WORK TO COMPLETE: Report how many lines in the data below contain the word "utility", giving only the number.

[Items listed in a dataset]
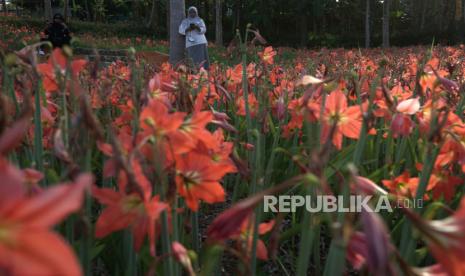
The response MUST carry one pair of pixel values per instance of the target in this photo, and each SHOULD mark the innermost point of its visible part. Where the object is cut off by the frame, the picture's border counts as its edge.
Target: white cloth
(193, 37)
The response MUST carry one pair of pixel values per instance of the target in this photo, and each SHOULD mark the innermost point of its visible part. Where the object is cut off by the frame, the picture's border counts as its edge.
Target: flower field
(128, 170)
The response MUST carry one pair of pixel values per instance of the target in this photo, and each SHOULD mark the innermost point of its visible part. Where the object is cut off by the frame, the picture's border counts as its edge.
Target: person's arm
(182, 28)
(66, 34)
(202, 27)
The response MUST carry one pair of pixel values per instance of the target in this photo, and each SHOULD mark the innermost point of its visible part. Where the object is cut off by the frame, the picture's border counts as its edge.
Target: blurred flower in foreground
(267, 55)
(445, 239)
(27, 244)
(58, 63)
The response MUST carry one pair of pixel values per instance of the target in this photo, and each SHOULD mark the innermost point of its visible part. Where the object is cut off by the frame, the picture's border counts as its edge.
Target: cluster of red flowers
(168, 147)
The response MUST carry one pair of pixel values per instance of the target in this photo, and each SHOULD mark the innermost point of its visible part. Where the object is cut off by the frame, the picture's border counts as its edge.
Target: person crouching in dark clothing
(57, 32)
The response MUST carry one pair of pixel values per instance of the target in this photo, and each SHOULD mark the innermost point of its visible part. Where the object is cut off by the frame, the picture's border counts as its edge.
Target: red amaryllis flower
(27, 244)
(197, 178)
(58, 63)
(348, 120)
(267, 56)
(445, 238)
(141, 212)
(402, 124)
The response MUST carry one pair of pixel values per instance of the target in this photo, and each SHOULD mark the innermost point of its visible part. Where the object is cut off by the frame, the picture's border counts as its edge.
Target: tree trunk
(48, 10)
(386, 12)
(65, 9)
(423, 14)
(5, 10)
(152, 23)
(177, 43)
(367, 24)
(219, 23)
(458, 21)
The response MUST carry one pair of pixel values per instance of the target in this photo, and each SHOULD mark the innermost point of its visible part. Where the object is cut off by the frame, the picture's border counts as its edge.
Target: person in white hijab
(193, 27)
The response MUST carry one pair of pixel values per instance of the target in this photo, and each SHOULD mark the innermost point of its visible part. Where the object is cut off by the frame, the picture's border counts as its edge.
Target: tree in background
(386, 15)
(5, 10)
(48, 10)
(458, 23)
(177, 43)
(219, 22)
(367, 24)
(153, 19)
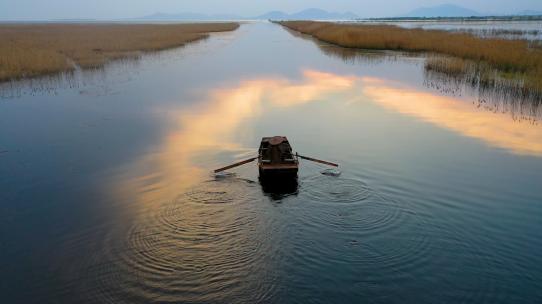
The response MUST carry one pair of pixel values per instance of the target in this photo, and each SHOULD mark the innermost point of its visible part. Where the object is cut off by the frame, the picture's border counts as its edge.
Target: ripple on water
(334, 189)
(209, 245)
(223, 191)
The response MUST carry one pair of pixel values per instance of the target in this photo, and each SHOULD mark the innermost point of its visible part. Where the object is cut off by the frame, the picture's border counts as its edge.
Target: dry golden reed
(511, 58)
(28, 50)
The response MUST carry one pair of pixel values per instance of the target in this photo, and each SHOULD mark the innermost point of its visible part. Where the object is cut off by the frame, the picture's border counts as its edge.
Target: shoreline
(34, 50)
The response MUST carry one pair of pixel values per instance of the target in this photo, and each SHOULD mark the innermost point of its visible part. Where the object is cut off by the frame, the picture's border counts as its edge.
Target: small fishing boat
(276, 160)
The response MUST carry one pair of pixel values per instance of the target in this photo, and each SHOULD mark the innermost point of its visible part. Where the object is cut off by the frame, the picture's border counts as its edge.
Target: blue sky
(110, 9)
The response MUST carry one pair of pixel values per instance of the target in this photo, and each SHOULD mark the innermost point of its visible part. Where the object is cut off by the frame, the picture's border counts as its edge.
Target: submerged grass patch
(493, 61)
(28, 50)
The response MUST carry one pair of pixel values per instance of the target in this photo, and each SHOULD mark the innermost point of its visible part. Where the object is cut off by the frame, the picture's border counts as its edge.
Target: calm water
(530, 30)
(106, 195)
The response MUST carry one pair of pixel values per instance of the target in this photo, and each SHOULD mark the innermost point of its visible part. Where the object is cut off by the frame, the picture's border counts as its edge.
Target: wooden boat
(276, 160)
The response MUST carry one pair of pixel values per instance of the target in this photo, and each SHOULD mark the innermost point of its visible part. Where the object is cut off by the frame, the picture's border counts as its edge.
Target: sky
(113, 9)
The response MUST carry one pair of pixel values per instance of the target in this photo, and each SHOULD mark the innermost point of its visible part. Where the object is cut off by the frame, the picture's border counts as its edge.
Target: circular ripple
(203, 247)
(331, 189)
(222, 191)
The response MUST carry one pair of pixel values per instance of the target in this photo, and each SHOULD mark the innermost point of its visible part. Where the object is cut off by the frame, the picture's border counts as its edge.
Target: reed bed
(492, 60)
(28, 50)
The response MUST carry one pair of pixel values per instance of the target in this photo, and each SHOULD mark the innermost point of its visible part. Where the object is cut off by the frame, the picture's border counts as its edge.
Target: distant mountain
(318, 14)
(308, 14)
(188, 17)
(273, 15)
(444, 10)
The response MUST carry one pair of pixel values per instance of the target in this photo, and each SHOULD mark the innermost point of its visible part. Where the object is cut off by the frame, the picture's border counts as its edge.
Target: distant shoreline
(37, 49)
(455, 19)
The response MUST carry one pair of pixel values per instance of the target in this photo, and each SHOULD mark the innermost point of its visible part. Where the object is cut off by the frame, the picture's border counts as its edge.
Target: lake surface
(107, 196)
(530, 30)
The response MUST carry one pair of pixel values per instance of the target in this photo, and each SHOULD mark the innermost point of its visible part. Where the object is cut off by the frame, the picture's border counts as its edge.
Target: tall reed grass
(34, 49)
(516, 61)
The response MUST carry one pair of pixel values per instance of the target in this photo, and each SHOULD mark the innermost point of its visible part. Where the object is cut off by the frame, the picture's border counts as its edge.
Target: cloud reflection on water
(495, 129)
(211, 126)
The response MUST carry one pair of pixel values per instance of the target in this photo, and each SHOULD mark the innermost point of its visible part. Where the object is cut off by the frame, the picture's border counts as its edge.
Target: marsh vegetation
(28, 50)
(505, 64)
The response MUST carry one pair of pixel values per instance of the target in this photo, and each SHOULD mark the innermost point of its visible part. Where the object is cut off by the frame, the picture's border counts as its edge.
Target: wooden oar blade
(246, 161)
(317, 160)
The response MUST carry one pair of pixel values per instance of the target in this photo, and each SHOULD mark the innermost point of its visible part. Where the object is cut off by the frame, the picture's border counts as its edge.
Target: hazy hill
(308, 14)
(189, 17)
(444, 10)
(529, 13)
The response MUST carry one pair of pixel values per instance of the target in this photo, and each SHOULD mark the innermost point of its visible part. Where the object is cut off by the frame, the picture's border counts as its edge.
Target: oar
(246, 161)
(317, 160)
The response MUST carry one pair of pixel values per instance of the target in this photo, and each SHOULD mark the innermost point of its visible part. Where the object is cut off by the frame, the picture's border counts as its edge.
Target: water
(530, 30)
(107, 195)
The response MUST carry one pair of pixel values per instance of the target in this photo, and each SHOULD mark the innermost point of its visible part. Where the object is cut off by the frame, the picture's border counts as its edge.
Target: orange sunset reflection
(211, 125)
(495, 129)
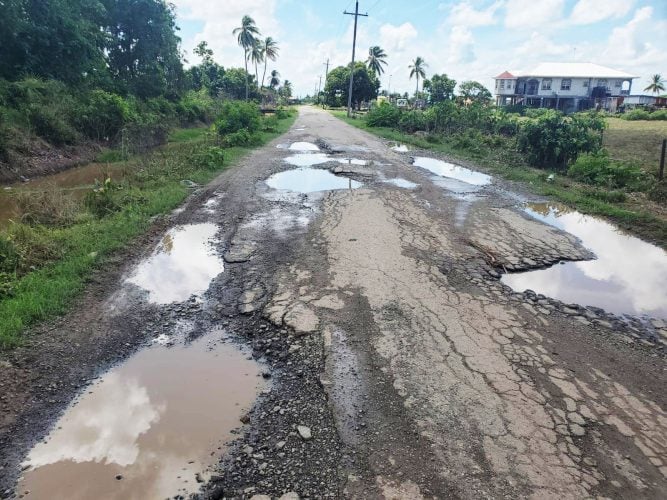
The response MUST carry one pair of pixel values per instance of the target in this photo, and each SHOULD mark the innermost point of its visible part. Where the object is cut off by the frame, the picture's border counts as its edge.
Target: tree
(474, 91)
(440, 88)
(657, 84)
(418, 70)
(275, 79)
(365, 85)
(376, 59)
(270, 52)
(246, 35)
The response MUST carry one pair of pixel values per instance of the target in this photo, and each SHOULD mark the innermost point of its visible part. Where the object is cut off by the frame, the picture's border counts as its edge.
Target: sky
(467, 40)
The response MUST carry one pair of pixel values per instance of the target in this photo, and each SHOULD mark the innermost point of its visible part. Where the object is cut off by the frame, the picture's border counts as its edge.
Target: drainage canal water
(149, 428)
(309, 180)
(628, 277)
(182, 265)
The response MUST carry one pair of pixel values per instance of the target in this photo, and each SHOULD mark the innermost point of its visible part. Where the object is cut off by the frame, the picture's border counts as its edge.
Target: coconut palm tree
(246, 35)
(256, 55)
(657, 84)
(270, 48)
(275, 79)
(376, 58)
(418, 70)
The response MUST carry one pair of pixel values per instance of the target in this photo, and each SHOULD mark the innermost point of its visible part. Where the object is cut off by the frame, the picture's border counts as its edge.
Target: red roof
(505, 76)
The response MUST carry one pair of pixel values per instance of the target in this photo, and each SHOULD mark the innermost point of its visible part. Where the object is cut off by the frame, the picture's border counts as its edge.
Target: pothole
(628, 276)
(309, 180)
(183, 264)
(150, 427)
(449, 170)
(402, 183)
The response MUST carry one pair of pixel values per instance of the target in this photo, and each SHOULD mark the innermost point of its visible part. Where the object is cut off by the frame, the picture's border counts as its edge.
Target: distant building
(568, 87)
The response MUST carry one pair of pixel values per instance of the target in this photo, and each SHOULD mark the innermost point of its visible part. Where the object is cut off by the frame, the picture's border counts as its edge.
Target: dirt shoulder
(389, 335)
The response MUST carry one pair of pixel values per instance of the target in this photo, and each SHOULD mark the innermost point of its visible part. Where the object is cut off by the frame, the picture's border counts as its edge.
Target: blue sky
(468, 40)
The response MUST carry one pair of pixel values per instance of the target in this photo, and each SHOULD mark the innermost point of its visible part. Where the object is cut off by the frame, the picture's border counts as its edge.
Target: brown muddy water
(149, 428)
(182, 265)
(629, 276)
(76, 180)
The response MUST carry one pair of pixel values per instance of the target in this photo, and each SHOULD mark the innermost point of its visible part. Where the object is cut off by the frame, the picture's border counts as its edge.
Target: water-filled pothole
(149, 426)
(309, 180)
(403, 183)
(628, 276)
(182, 265)
(445, 169)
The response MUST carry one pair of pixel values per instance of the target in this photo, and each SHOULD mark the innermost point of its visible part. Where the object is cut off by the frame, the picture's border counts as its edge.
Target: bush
(236, 116)
(555, 140)
(384, 115)
(49, 124)
(598, 169)
(412, 121)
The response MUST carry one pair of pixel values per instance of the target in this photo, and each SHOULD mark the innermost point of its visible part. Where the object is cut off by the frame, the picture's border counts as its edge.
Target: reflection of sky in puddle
(629, 275)
(308, 180)
(183, 264)
(404, 183)
(151, 420)
(307, 160)
(303, 146)
(452, 171)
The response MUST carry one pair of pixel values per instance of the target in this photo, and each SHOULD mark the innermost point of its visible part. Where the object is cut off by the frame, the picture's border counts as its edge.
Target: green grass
(155, 189)
(632, 216)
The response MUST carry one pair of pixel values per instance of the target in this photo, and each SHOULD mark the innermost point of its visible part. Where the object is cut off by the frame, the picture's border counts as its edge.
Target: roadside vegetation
(554, 155)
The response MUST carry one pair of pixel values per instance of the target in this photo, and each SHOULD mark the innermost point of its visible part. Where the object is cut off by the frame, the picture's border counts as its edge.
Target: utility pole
(354, 45)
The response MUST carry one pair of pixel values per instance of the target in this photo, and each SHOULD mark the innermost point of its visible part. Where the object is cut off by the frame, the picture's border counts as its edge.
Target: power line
(354, 46)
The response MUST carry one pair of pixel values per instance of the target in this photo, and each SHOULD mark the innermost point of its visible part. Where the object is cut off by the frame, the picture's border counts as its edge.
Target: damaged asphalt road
(398, 364)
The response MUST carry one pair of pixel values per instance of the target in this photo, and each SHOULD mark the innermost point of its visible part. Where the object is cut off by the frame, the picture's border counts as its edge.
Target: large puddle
(449, 170)
(309, 180)
(182, 265)
(149, 428)
(629, 275)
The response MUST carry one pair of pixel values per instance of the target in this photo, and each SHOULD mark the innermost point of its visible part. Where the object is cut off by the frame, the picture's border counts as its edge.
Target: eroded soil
(400, 365)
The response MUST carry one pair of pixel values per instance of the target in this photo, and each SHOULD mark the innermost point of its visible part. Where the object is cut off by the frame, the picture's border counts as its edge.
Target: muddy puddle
(628, 276)
(402, 183)
(309, 180)
(183, 264)
(451, 171)
(76, 181)
(149, 428)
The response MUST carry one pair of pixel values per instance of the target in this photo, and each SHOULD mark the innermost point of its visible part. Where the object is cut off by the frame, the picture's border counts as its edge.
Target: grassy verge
(54, 262)
(635, 215)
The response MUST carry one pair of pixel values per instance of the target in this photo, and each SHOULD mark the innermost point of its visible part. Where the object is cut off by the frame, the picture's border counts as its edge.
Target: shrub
(384, 115)
(412, 121)
(598, 169)
(237, 115)
(49, 124)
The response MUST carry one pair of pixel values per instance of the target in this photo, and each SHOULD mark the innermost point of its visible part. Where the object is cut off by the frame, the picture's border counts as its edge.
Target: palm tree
(246, 34)
(657, 84)
(270, 48)
(417, 69)
(275, 79)
(376, 58)
(256, 55)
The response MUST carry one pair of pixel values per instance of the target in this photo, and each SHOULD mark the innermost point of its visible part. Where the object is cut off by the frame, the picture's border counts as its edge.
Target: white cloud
(531, 13)
(592, 11)
(464, 14)
(396, 38)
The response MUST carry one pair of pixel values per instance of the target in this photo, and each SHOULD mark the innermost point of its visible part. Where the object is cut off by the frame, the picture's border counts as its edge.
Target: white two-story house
(568, 87)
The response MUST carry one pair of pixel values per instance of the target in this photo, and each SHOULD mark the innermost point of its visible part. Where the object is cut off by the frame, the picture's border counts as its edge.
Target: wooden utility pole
(354, 45)
(661, 175)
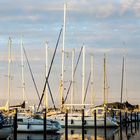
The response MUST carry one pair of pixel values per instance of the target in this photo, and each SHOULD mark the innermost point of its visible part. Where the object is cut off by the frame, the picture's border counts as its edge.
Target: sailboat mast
(83, 77)
(9, 70)
(122, 79)
(91, 82)
(22, 72)
(46, 73)
(63, 46)
(105, 79)
(72, 90)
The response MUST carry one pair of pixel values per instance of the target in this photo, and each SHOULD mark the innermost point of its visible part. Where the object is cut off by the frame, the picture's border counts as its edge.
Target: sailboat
(28, 122)
(6, 126)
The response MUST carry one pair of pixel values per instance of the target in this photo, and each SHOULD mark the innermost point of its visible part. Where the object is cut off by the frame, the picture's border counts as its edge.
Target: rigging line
(73, 73)
(87, 87)
(51, 95)
(50, 68)
(31, 73)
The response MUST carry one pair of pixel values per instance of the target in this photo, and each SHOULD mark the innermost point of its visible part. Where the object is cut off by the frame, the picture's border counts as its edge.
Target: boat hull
(5, 131)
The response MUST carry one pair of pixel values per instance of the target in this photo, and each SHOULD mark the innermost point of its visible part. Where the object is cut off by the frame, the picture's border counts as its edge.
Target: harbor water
(129, 132)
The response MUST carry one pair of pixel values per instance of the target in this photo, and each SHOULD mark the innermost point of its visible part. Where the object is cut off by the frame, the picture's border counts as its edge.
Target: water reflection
(89, 134)
(25, 136)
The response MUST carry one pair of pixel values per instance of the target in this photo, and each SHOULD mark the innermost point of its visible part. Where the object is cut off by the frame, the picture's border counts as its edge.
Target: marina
(70, 70)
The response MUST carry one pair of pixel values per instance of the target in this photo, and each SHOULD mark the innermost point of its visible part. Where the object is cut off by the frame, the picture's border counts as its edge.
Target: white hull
(5, 131)
(35, 128)
(36, 125)
(89, 122)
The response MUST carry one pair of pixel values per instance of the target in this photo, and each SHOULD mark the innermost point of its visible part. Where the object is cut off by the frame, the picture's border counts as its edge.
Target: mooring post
(15, 125)
(105, 124)
(95, 126)
(44, 118)
(83, 123)
(66, 125)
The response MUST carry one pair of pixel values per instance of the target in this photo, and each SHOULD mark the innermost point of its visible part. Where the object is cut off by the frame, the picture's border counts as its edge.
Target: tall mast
(22, 72)
(9, 70)
(91, 82)
(83, 77)
(122, 79)
(46, 73)
(105, 80)
(72, 90)
(63, 46)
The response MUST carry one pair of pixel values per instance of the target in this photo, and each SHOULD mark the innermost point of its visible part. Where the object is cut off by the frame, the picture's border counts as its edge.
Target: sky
(103, 26)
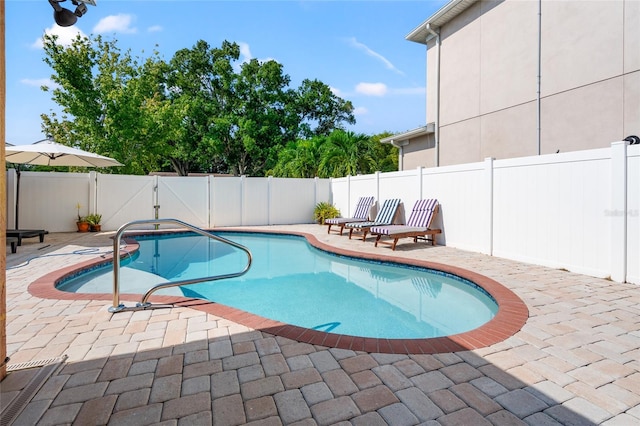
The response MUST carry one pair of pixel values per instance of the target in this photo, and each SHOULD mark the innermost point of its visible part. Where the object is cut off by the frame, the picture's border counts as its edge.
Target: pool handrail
(117, 306)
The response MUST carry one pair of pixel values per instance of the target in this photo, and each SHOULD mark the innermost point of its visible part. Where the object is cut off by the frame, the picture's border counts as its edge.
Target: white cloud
(372, 89)
(355, 43)
(120, 23)
(65, 35)
(359, 111)
(39, 82)
(410, 91)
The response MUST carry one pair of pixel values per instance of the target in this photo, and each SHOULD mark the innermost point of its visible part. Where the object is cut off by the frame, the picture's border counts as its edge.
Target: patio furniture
(360, 215)
(418, 226)
(26, 233)
(385, 216)
(13, 241)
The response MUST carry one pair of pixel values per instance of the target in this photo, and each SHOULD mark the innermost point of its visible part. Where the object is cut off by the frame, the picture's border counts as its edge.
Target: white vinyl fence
(48, 200)
(579, 210)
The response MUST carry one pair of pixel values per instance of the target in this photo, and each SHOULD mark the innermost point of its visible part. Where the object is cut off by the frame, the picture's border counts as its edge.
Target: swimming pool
(294, 283)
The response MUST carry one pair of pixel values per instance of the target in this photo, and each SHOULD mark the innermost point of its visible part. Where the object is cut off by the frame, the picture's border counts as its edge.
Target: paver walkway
(574, 362)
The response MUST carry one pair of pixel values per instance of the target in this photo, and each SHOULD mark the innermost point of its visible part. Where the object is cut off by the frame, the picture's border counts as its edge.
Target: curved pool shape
(295, 283)
(510, 316)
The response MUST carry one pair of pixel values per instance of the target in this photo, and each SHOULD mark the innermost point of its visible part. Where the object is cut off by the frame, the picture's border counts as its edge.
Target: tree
(346, 153)
(300, 159)
(111, 103)
(196, 112)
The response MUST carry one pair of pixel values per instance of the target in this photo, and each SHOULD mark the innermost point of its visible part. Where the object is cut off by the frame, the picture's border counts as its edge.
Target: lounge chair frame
(361, 214)
(26, 233)
(395, 232)
(385, 216)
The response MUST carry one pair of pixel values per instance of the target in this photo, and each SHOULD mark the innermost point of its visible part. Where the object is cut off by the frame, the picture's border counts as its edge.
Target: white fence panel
(633, 214)
(403, 185)
(226, 201)
(291, 201)
(255, 202)
(550, 210)
(48, 200)
(323, 190)
(462, 194)
(123, 198)
(346, 192)
(185, 199)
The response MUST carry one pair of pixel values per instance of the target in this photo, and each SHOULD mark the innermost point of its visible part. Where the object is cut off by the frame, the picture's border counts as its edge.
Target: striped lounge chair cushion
(384, 217)
(420, 219)
(361, 213)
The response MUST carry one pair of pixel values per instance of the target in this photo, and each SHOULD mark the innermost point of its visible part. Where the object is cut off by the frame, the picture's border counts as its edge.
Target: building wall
(419, 153)
(590, 78)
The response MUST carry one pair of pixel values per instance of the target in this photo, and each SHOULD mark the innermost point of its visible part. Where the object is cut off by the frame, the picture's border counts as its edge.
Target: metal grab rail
(117, 306)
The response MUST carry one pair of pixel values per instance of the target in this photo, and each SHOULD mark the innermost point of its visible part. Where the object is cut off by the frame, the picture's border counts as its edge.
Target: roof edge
(398, 139)
(446, 13)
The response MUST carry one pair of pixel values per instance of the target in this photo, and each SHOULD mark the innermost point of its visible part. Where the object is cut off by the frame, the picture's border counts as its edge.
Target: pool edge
(511, 316)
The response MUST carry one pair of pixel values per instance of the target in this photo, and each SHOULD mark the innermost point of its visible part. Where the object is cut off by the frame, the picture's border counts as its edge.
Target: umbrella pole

FINAL RESULT: 2